_Article_
Learning from Jakarta on simultaneous polls - Hindustan Times

Learning from Jakarta on simultaneous polls

Mar 02, 2024 09:51 PM IST

For India, Indonesia is a living laboratory to study the One-Nation, One-Election system, though their electorate is only about a quarter of India’s

Indonesia went to the polls on February 14, and the results are expected by March 20. It is interesting to note that ever since its return to democracy in 2004, Indonesia’s general elections have happened in the same year as India’s.

Presidential candidate Prabowo Subianto votes at a polling station during the general election in Indonesia.(REUTERS) PREMIUM
Presidential candidate Prabowo Subianto votes at a polling station during the general election in Indonesia.(REUTERS)

While the official results were awaited, within hours of the polls closing, quick counts emerged – a mix of exit polls along with early results from some booths. General Prabowo Subianto, the defence minister, and Gibran Raka, his vice-presidential candidate, are expected to be the winners. The other two candidates have not conceded so far. Over the last 20 years, quick count results have varied only marginally from the final results.

_Direction a_
List every date in the election article that names a month.
The article above and the records that follow are unrelated material.

_Provided material_
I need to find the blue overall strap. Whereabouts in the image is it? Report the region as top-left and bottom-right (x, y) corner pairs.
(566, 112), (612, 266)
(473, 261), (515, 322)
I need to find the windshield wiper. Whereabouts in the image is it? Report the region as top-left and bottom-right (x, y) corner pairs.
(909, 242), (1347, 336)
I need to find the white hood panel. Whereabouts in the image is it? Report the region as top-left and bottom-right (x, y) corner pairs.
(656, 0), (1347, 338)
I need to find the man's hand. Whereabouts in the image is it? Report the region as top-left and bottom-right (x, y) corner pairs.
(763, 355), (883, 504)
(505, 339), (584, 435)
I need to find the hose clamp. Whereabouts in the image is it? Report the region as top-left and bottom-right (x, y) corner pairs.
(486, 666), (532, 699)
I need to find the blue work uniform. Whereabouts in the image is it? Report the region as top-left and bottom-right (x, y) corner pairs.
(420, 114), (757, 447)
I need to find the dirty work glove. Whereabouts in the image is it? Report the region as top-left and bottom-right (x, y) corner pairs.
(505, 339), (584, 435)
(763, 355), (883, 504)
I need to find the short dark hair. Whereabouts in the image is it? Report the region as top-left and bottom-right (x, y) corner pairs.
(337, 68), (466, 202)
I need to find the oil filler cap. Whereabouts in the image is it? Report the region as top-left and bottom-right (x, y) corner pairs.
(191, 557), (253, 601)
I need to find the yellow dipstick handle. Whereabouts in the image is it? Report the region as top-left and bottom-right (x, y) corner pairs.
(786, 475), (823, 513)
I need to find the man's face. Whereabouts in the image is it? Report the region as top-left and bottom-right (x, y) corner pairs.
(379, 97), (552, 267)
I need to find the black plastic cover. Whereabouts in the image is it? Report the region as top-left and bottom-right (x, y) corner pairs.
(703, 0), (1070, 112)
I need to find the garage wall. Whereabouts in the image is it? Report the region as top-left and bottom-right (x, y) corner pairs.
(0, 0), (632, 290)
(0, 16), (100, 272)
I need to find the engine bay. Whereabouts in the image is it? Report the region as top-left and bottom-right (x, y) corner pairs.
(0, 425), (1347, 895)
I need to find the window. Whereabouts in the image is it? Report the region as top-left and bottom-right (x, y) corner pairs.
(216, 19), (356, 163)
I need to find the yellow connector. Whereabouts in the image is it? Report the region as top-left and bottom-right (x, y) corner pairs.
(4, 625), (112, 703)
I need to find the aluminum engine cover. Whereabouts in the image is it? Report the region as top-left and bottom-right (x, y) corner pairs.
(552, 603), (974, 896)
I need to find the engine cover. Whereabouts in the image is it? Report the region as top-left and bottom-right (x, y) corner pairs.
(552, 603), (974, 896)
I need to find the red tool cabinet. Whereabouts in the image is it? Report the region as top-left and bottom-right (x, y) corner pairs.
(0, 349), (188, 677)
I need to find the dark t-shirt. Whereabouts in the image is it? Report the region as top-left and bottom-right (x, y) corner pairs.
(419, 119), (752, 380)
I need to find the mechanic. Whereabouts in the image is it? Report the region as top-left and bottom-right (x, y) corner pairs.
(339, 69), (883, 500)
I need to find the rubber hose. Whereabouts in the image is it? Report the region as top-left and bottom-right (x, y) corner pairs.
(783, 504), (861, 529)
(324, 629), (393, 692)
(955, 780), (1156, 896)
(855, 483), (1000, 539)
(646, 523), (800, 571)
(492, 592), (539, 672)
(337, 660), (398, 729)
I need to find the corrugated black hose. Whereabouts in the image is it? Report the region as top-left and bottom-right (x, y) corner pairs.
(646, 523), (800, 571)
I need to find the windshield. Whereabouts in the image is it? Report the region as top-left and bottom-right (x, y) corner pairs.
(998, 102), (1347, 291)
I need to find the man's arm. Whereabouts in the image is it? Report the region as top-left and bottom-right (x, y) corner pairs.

_Direction b_
From the records, quote the lines starting at the one that has "I need to find the blue work" and ending after the one that has "(337, 68), (466, 202)".

_Exercise output a_
Mar 02, 2024; February 14; March 20

_Exercise output b_
I need to find the blue work uniform. Whereabouts in the image is it? Report the region as top-left and bottom-right (x, y) corner pairs.
(420, 114), (757, 447)
I need to find the dirty work glove. Whereabouts in the image is it? Report the region as top-left and bottom-right (x, y) corner pairs.
(505, 339), (584, 435)
(763, 355), (883, 504)
I need to find the short dark hair. Whereabouts in the image is it? Report the region as top-left and bottom-right (x, y) corner pairs.
(337, 68), (466, 202)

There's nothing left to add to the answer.